In the past six months, I have encountered a review, by Thomas Nagel in The New York Review of Books (2012), of Alvin Plantinga’s latest book (Where the Conflict Really Lies: Science, Religion, and Naturalism, 2011 ) and a review, by Alvin Plantinga in The New Republic (2012), of Thomas Nagel’s latest book (Mind and Cosmos: Why the Materialist Neo-Darwinian Conception of Nature is Almost Certainly False, 2012).  Both authors are regarded as distinguished philosophers.  In their respective books, they both criticize what may be called the materialist neo-Darwinian approach to explaining life.  Plantinga and Nagel both discuss as a putative alternative to evolutionary explanations, the framework known as intelligent design (ID).  Whereas Plantinga appears to support ID, Nagel does not endorse ID but criticizes proponents of evolution for being overly disparaging of ID theorists.

My purpose here is not to review these two books, which I have not read in full and which do not focus solely on ID.  Instead, I concentrate on issues that are more appropriately regarded as scientific as opposed to the related philosophical issues.  Consequently, I propose to re-visit (Greenspan, 2002) the deep problems with the central tenets of ID, which claims both to identify profound flaws in the standard evolutionary account of living systems and to offer a different explanation in the form of an entity, the intelligent designer, that can somehow specify molecular structures, apparently simultaneously in billions of organisms and possibly trillions of cells, all over this planet.  The identity of this “intelligent designer” is left completely unspecified, as are any of its attributes or its modes of operation, which must be extraordinary given that they completely escape all detection.

Information provided:

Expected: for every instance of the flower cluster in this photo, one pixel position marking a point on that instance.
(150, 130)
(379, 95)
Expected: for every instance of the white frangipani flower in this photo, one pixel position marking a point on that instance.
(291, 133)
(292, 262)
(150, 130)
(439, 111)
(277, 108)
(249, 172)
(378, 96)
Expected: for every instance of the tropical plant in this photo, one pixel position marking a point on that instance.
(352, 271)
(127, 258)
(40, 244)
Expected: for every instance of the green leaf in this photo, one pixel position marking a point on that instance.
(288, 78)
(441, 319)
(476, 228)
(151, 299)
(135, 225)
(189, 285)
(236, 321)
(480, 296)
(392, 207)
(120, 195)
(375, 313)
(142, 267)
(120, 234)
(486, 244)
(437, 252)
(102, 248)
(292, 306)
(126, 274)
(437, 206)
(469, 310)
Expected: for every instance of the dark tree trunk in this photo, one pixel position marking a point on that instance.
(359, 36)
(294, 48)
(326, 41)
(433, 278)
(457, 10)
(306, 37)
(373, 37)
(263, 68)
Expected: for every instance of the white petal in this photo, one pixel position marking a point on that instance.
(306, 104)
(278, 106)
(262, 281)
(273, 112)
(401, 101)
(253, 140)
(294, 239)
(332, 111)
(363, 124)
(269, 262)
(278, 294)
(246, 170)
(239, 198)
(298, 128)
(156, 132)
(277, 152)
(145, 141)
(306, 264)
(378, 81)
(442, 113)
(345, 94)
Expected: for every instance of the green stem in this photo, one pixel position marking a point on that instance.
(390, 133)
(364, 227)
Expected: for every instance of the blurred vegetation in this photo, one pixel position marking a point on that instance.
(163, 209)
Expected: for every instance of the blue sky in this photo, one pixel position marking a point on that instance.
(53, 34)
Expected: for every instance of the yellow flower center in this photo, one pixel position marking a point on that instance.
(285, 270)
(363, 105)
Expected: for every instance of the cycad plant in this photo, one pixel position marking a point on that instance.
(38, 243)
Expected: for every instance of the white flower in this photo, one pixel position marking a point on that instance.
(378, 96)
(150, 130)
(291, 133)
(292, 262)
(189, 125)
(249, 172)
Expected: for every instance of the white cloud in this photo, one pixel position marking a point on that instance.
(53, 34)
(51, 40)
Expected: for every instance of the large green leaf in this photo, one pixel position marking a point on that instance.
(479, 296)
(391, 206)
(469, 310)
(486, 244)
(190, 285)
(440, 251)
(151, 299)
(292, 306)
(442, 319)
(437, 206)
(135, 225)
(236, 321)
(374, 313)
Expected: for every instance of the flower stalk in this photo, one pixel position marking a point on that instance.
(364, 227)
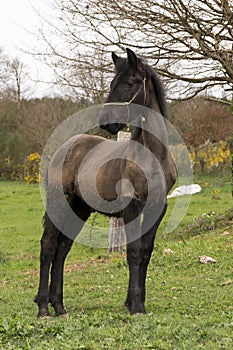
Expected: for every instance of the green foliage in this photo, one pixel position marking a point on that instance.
(32, 168)
(211, 158)
(189, 304)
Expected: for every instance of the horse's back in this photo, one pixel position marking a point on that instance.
(67, 159)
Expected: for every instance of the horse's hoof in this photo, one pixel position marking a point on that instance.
(44, 316)
(63, 315)
(43, 313)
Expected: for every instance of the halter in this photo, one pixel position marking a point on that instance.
(127, 103)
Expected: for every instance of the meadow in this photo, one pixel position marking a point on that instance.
(189, 304)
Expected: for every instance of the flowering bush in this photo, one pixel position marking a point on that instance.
(211, 157)
(31, 168)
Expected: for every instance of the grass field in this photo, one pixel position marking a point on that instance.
(189, 304)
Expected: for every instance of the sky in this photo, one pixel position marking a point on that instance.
(18, 20)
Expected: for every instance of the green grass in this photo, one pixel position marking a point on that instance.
(189, 305)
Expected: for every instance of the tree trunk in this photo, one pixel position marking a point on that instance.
(116, 241)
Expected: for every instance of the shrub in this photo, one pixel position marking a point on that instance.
(211, 158)
(31, 168)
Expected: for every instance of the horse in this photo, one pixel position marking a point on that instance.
(131, 180)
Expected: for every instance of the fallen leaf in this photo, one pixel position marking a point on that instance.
(206, 259)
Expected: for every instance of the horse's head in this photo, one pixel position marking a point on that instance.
(128, 86)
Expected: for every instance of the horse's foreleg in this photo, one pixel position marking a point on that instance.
(133, 234)
(48, 249)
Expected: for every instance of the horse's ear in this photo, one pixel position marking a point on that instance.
(115, 58)
(132, 58)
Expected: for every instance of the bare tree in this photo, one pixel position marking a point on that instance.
(189, 41)
(12, 77)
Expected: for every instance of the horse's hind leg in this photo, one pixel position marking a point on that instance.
(56, 284)
(147, 245)
(48, 249)
(63, 248)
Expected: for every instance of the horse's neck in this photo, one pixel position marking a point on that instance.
(154, 134)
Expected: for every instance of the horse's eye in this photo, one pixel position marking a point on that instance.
(129, 84)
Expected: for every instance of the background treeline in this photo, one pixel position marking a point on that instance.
(205, 126)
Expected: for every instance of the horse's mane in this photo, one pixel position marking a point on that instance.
(158, 85)
(122, 66)
(159, 89)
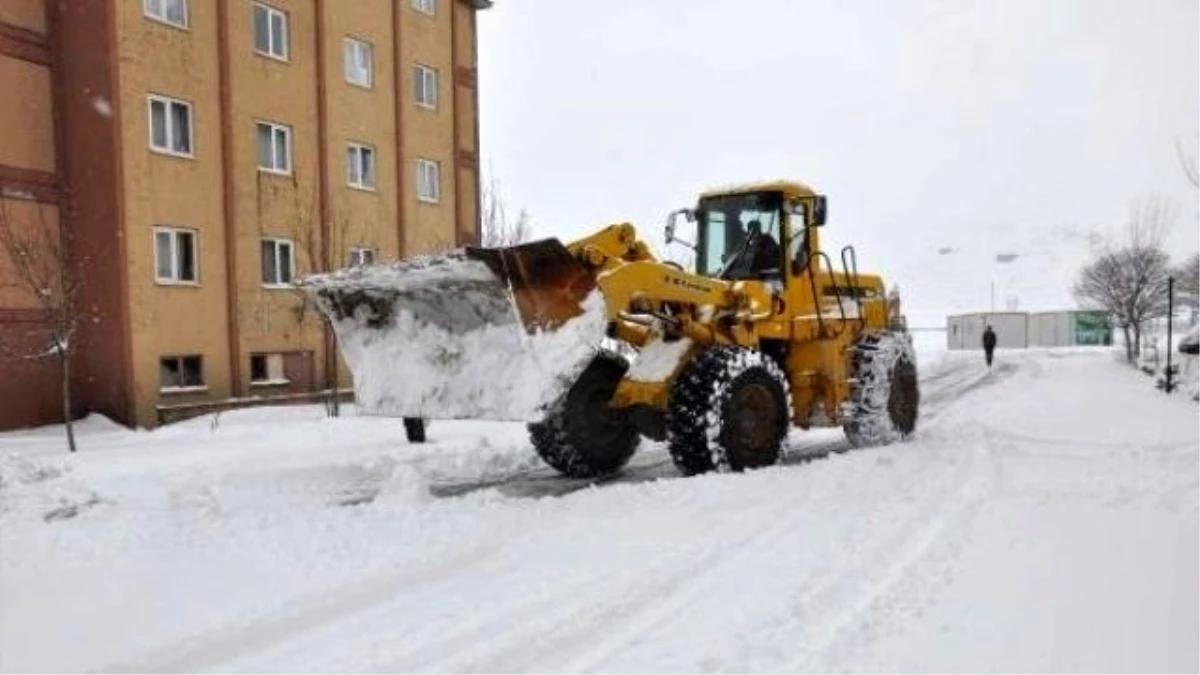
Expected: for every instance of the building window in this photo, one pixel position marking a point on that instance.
(270, 31)
(173, 12)
(360, 166)
(181, 374)
(267, 370)
(363, 256)
(279, 262)
(358, 64)
(274, 148)
(171, 125)
(425, 87)
(429, 180)
(174, 252)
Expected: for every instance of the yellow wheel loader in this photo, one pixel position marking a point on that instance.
(598, 344)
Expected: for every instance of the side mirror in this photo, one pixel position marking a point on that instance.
(819, 210)
(689, 215)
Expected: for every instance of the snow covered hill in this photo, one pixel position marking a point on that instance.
(1047, 520)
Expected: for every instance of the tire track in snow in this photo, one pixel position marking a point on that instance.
(622, 622)
(659, 601)
(655, 601)
(231, 643)
(845, 607)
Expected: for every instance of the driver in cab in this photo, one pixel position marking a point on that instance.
(763, 249)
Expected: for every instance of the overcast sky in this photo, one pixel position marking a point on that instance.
(971, 125)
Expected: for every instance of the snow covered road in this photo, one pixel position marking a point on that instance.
(1047, 520)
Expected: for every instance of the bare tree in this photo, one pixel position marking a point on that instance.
(42, 269)
(304, 225)
(498, 228)
(1129, 281)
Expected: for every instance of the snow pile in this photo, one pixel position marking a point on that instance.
(454, 346)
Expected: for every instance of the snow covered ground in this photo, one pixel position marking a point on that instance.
(1045, 520)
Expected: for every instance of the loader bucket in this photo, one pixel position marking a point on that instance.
(478, 333)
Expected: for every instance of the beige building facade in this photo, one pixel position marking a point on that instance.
(202, 155)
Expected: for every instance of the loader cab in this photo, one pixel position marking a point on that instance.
(759, 234)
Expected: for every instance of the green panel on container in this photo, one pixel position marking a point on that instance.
(1092, 329)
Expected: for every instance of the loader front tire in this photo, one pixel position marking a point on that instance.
(730, 408)
(885, 396)
(581, 436)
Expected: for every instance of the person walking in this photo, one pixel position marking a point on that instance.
(989, 344)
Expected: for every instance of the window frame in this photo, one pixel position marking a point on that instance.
(183, 388)
(421, 75)
(277, 242)
(275, 126)
(173, 232)
(163, 18)
(168, 102)
(357, 252)
(360, 150)
(286, 23)
(358, 43)
(269, 381)
(423, 163)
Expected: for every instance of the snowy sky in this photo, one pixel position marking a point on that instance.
(981, 127)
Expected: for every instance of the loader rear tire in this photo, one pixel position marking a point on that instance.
(730, 408)
(581, 436)
(885, 396)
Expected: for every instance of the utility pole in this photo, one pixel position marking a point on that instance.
(1169, 382)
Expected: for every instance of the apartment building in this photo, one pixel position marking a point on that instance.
(198, 155)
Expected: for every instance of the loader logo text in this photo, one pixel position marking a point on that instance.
(687, 284)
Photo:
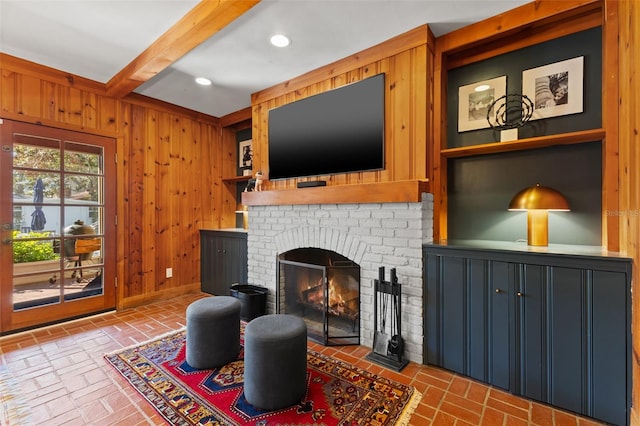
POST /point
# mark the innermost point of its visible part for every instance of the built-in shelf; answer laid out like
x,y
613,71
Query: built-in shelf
x,y
379,192
237,179
529,143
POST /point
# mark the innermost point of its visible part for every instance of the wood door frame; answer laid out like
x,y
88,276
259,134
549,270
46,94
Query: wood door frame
x,y
11,320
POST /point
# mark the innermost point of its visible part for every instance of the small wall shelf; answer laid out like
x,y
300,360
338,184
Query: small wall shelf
x,y
237,179
381,192
529,143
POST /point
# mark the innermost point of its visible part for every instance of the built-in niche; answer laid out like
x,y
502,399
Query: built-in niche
x,y
586,43
480,188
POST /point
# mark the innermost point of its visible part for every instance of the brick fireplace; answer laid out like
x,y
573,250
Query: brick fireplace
x,y
368,234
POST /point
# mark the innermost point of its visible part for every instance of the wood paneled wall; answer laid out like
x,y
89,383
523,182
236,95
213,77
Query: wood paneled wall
x,y
629,141
407,61
168,171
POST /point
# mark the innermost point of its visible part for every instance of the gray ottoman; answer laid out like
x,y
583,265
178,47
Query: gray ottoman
x,y
213,332
275,361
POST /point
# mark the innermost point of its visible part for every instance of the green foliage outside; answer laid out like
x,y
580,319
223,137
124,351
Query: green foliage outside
x,y
30,250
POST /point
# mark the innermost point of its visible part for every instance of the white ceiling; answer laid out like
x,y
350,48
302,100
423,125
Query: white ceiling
x,y
98,38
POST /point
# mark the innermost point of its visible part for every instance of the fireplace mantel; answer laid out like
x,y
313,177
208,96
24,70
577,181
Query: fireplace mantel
x,y
378,192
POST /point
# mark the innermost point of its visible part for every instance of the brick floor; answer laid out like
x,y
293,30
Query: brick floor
x,y
61,373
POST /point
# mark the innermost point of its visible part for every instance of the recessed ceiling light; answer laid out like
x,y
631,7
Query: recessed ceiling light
x,y
280,40
203,81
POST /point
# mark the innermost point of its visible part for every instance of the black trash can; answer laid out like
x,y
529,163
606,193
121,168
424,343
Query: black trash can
x,y
253,300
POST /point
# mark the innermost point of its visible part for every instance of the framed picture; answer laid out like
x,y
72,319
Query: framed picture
x,y
474,101
245,154
555,89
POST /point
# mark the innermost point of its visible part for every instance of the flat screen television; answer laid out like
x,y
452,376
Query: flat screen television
x,y
338,131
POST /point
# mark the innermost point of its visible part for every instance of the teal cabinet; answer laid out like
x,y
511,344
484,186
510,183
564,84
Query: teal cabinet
x,y
223,260
551,327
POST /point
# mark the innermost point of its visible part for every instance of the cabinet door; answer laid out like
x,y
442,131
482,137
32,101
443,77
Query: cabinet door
x,y
467,316
234,262
207,264
223,261
571,340
529,359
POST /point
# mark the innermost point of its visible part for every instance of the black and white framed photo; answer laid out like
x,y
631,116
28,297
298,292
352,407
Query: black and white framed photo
x,y
245,154
556,89
474,101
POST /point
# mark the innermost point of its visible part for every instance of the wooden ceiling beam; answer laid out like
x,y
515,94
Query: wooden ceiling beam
x,y
203,21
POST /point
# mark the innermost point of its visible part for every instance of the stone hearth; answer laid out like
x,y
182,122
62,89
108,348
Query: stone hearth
x,y
370,234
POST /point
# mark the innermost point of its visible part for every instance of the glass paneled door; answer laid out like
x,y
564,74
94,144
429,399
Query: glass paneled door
x,y
57,211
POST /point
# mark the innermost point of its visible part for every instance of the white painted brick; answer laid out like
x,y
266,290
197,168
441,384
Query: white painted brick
x,y
371,235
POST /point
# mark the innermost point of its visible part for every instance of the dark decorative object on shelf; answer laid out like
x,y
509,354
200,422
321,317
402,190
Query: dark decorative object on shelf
x,y
513,111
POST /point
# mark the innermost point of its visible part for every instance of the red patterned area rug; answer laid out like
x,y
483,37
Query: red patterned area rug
x,y
337,393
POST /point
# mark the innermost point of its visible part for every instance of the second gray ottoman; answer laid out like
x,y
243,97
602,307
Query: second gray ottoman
x,y
213,332
275,361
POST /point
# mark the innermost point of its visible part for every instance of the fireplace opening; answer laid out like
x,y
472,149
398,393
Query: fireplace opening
x,y
323,288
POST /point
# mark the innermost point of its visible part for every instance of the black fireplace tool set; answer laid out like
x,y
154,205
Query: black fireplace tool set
x,y
388,349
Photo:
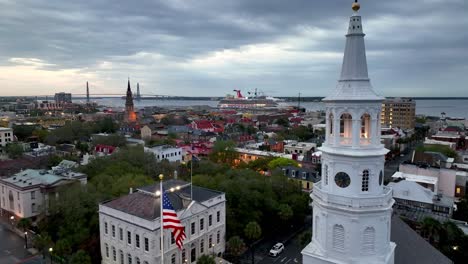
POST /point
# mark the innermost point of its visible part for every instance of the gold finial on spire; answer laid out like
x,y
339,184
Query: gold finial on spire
x,y
356,6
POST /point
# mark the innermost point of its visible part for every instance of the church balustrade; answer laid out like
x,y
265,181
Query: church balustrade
x,y
360,203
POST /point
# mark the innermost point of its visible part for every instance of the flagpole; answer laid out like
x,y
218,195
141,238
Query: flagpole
x,y
161,217
191,181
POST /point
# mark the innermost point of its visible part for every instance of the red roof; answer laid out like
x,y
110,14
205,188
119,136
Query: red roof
x,y
104,148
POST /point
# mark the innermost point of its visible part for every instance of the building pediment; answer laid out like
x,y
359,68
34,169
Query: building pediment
x,y
193,208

Work order 1:
According to the passage on intelligent design, why does its author decline to review the two books in question? Answer in one to three sentences.
Work order 2:
In the passage on intelligent design, which publication carried Alvin Plantinga's review of Thomas Nagel's book?

Response box 1:
The author has not read either book in full, and neither book deals solely with intelligent design. The author therefore concentrates on the scientific issues surrounding intelligent design rather than on the books themselves.

Response box 2:
The New Republic (2012).